>> Begin SUPPLIED TEXT
Nineteen Eighty-Four has successfully recreated the idea of hell and endowed it with an immediacy and significance which Milton and Dante (whose Divine Comedy Orwell was reading in the last year of his life) can no longer command. Though for us, unlike Dante and Milton, hell and its demons are a fable, Nineteen Eighty-Four, by transcending the limitations of the cultural and political context of its immediate origin, provides an objective correlative of this century’s ‘return to what our nineteenth-century ancestors would have called the standards of barbarism’. 5)
Millions of human beings have been the trapped and helpless victims of the pitiless, relentless and yet frequently insouciant cruelty of their fellows: on the ground or from the air. Fiends could scarcely have had more immediate power or behaved worse. In Nineteen Eighty-Four variations of the same inhuman civilization are represented as global (though their ideological bases are not necessarily the same) and the cruelty manifested by O’Brien has historical precedent.
His resemblance to an Inquisitor has been frequently remarked (though his electrical assaults on Winston’s brain are those of modern psychiatry) and the torture in Room 101 stretches from Imperial China to the late twentieth century where torture victims can be ‘exposed to the gnawing of rats through a tube inserted up the anus or vagina’. (16) That in Nineteen Eighty-Four the regime is in some sense Satanic has, of course, been widely perceived.
O’Brien has been compared to Mephistopheles the celebrant in his flat of a kind of Black Mass with wine, wafer and ritual. However, such parallels are clearly regarded as metaphorical. Alone among the interpreters of Nineteen Eighty-Four, the millennial fundamentalists have realised that actual demonic powers are involved. (17) For them Nineteen Eighty-Four is a depiction of the reign of Antichrist foretold in the First and Second Epistle of Peter and in Revelation, 13.
I am not claiming that Orwell consciously set out to give the regime demonic powers: indeed, part of the effect of the novel may well depend on neither author nor reader allowing themselves to be explicitly aware of it. Orwell may have been in unconscious collusion with the details of his own fiction as readers of the torture scenes have sometimes uneasily suspected. Anthony West’s approach to the novel reminds us how much of Orwell went into it: not only St.
Cyprian’s, but his sadism, his imperial guilt, his sexual encounters (some of them clearly sordid), his fear of atomic war, his Cold War hysteria,(18) and his experience of Communist tactics in Spain and of censorship at the BBC; his revulsion at rats;(19) his previous support for non-democratic socialist revolution;(20) his war-time suppression of his own previous anti-war position;(21) his support for the bombing of German cities,(22) his terminal illness, his pastoral nostalgia – the list could be extended.
And yet, by transformation, transference, and substitution all these disparate experiences not only help to form a coherent whole but give to the novel a complex resonance unique both in Orwell’s own fiction and in Utopian or Distopian literature generally. Such complexity of origin, particularly if it involves elements of emotional collusion, does not make for clear awareness of exactly what one is doing. Orwell may have believed the novel’s official position, that what the regime knows about Winston and Julia is merely the result of a combination of an extraordinarily effective system of surveillance and matching technology.
>> End SUPPLIED TEXT
(WHAT YOU ARE ASKED TO DO)
According to the passage on Nineteen Eighty-Four, which work was Orwell reading in the last year of his life?
>> Begin INFORMATION SUPPLIED
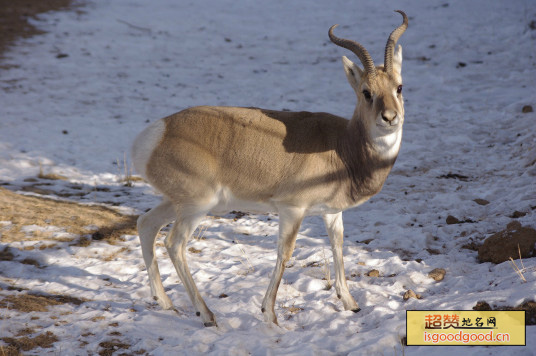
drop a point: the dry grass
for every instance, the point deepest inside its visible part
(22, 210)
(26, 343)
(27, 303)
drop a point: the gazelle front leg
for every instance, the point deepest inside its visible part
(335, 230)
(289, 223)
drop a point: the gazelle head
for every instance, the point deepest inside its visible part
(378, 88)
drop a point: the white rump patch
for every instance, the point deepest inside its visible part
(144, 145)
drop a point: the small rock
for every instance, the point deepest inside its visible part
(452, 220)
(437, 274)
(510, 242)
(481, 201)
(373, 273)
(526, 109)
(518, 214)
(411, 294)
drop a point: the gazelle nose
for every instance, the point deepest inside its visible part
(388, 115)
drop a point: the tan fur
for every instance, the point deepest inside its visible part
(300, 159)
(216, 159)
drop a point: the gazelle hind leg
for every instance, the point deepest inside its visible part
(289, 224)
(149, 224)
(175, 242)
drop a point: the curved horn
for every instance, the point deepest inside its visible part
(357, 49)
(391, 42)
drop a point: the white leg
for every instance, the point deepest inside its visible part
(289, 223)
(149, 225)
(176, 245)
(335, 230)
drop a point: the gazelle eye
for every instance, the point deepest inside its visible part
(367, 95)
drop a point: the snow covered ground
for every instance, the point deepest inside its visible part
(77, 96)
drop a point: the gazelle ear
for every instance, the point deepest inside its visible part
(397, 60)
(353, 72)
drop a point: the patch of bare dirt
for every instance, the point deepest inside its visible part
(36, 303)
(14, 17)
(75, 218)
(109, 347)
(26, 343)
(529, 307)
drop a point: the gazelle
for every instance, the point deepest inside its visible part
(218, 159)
>> End INFORMATION SUPPLIED
(ANSWER IN FULL)
Dante's Divine Comedy.